> **TASK DETAILS**
Copy out each line in the listing below that contains the string "biscuit". Count only matches with the same case.

> **ROWS**
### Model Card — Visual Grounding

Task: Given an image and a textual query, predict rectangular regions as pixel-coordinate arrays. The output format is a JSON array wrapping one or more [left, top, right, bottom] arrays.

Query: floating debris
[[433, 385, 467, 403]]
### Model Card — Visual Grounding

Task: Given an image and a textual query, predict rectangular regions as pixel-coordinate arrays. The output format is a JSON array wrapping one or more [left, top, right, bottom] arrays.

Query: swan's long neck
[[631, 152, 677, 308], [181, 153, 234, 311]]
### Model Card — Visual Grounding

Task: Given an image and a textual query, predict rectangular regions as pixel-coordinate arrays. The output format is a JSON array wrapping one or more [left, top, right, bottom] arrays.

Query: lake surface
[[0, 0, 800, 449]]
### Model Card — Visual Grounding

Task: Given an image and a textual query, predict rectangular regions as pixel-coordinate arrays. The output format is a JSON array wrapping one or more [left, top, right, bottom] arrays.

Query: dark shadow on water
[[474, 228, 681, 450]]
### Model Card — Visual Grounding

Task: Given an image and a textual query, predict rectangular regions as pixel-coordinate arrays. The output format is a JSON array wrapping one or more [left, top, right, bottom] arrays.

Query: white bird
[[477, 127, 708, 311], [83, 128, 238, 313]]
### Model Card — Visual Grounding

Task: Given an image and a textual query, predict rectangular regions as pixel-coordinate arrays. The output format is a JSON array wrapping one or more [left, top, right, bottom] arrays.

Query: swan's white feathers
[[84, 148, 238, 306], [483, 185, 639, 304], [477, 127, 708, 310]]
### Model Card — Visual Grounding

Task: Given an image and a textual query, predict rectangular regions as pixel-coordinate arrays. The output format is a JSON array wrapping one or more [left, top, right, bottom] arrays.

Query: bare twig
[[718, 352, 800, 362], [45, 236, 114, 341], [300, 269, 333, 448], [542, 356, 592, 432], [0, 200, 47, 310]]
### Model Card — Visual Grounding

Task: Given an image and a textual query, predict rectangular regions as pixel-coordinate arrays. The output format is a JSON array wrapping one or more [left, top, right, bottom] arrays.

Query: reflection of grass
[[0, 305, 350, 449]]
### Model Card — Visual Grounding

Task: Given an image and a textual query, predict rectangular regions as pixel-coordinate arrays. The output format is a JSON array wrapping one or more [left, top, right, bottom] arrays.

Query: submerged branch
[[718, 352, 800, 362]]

==

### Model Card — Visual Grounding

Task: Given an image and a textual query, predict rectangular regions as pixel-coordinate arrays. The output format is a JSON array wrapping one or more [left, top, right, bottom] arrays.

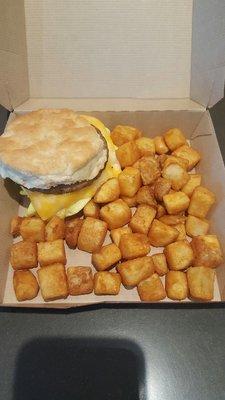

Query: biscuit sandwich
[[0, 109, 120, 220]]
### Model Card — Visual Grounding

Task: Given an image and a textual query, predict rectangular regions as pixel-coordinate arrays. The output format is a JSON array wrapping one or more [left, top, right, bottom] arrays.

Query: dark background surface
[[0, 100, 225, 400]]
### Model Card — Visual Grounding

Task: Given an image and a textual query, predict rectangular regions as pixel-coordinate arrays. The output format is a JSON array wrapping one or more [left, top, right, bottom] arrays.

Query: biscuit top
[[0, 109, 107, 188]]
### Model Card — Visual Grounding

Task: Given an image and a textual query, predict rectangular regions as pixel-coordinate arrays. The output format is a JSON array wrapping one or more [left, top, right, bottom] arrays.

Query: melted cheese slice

> **CORRECT OUTPUT**
Query: biscuit sandwich
Query: biscuit top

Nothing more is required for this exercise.